• Extrait fourni:
"""

Chapitre 17
Une ponctuation au point !
La ponctuation n’est ni plus ni moins qu’un langage qui aide à décrypter notre langue. Elle se développe essentiellement au XVe siècle, à partir de l’invention de l’imprimerie. La lecture de textes classiques sert de référence pour constater l’évolution de la ponctuation au cours des siècles. L’usage classique de la virgule, par exemple, n’observait pas du tout les règles auxquelles nous nous plions aujourd’hui. C’est cette pratique actuelle que nous allons détailler dans ce chapitre.
Compter les points
- Le point d’interrogation est en principe destiné à poser une question. On l’utilisera presque systématiquement lors d’une interrogation directe (sauf si l’auteur veut jouer avec les signes).
As-tu pris tes clés ce matin ?
Il n’apparaît pas dans l’interrogative indirecte.
Je me demande s’il a fermé les volets avant de sortir.
Si plusieurs interrogatives portant sur le même sujet s’enchaînent, on pourra soit les faire suivre d’une virgule et mettre le signe tout à la fin, soit considérer chaque partie autonome et les ponctuer toutes d’un point d’interrogation. L’usage place souvent des capitales dans ce cas.
De quelle fable ce récit s’inspire-t-il ? Quelle est la morale de l’histoire ? Quel message peut-on transposer à notre réalité quotidienne ?
De quelle fable ce récit s’inspire-t-il, quelle est la morale de l’histoire, quel message peut-on transposer à notre réalité quotidienne ?
Dans la seconde version, le narrateur donne des axes de réflexion différents sur un même sujet et attend un seul et même développement orienté en fonction de ces trois axes. Dans la première, il est possible de détacher les trois réponses, de les traiter de façon distincte. C’est donc une question d’intention de la part de l’auteur.

"""

• Matériel:
"""

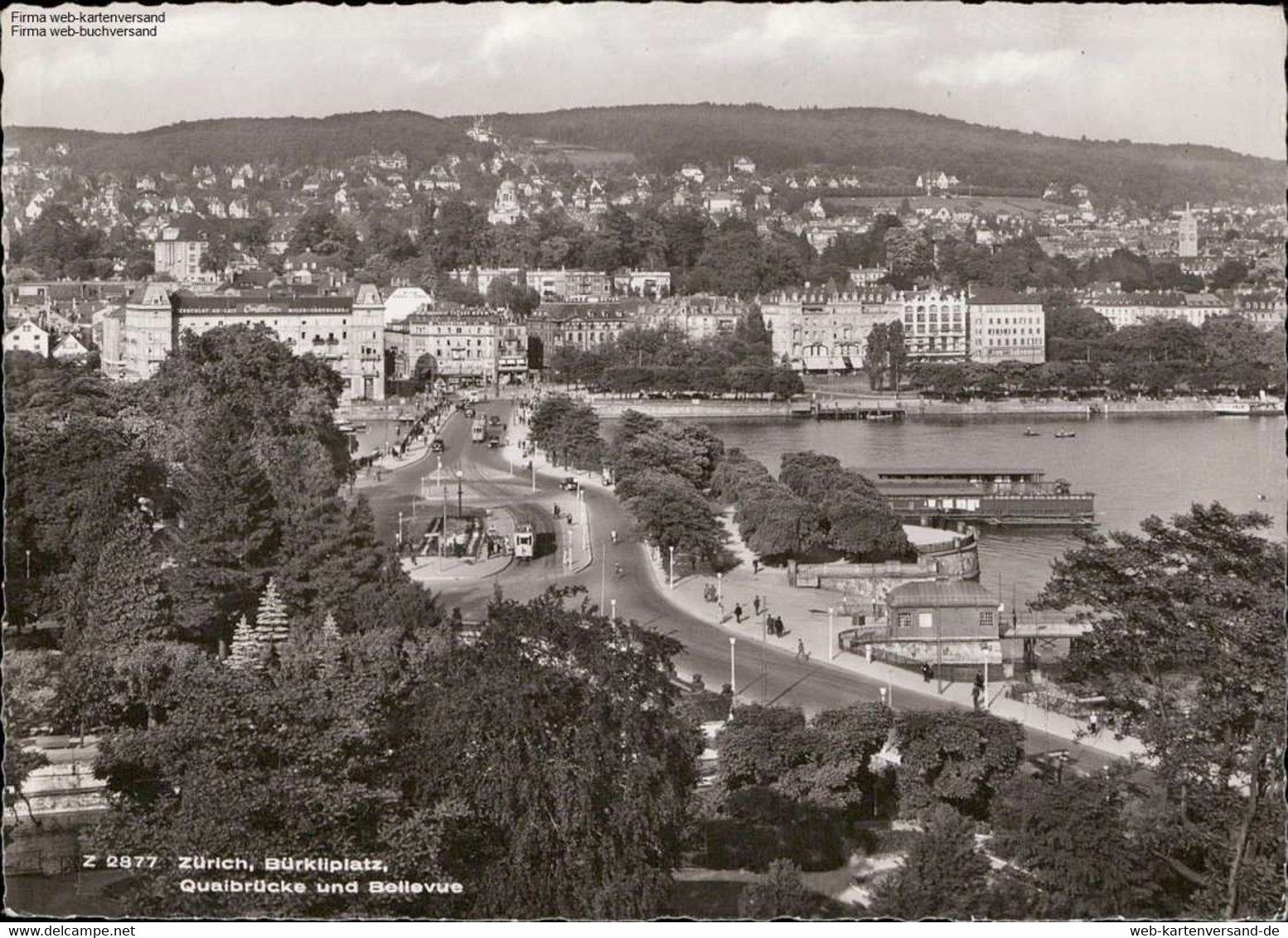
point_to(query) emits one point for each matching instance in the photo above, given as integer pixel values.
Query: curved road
(764, 674)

"""

• Objectif:
Rédigez la suite du texte consacré à la ponctuation en reprenant juste après sa dernière phrase.

• Réponse rédigée:
La capitale n’est obligatoire derrière un point d’interrogation que si elle signale une nouvelle phrase. Si ce qui suit le signe peut être considéré comme une suite, comme une précision de la pensée ou comme la réponse à la question, réponse formulée par le même locuteur (dans le cadre d’un monologue, par exemple), le caractère peut rester en minuscule.
Que se passe-t-il ? je ne comprends pas ce qui justifie ce va-et-vient.
Que suis-je devenu ? je ne suis plus le même depuis son départ de la maison. (Monologue)
Comment vous portez-vous ? votre jambe vous fait moins souffrir ? (Dialogue)
Exception – BD
À l’exception de la BD, on évitera d’enchaîner les ? ? ? ?
- Le point d’exclamation est réservé aux phrases exclamatives, censées exprimer un sentiment fort (colère, surprise, joie…) et injonctives (qui donnent un ordre, un conseil ou signalent un interdit).
Quelle belle maison vous avez !
Soyez prudent !
Il est normalement d’usage de placer le point d’exclamation derrière une interjection.
Hélas ! il pleut.
- • L’assouplissement des règles classiques nous conduit progressivement vers une adaptation où le point d’exclamation – s’il ne disparaît pas complètement – est rejeté en ponctuation finale, tandis que l’interjection est marquée d’une virgule. Cette procédure n’est possible qu’avec une phrase courte. Dans sa version traditionnelle, l’hésitation à passer le mot suivant en capitale contribue à cette évolution.
Hélas, il pleut !
- • Derrière l’interjection « ô » (servant à interpeller) suivi d’un nom, ou d’un adjectif et d’un nom, on rencontre le point d’exclamation.
Ô rage ! ô désespoir ! ô vieillesse ennemie !
- Le point est attribué aux phrases déclaratives (qui racontent un événement, transmettent une information), ainsi qu’aux phrases impératives, qui se ponctuent soit d’un point d’exclamation, soit d’un simple point final selon l’intensité de la parole exprimée.
- • C’est le seul signe absolument proscrit dans les titres !
- • Il marque les abréviations et prend alors le nom de point abréviatif :
M. pour Monsieur
Etc. pour et cetera ou et cætera
p. pour page
Si la dernière lettre du mot apparaît en exposant, nul n’est besoin du point abréviatif.
Mlle pour Mademoiselle
Mme pour Madame
Il se confond avec le point abréviatif si celui-ci se place en fin de phrase.
- Les points de suspension expriment l’hésitation, l’inachèvement de l’expression de la pensée, qui est laissée à la libre interprétation du lecteur. Ils sont alors souvent suivis des points d’interrogation ou d’exclamation.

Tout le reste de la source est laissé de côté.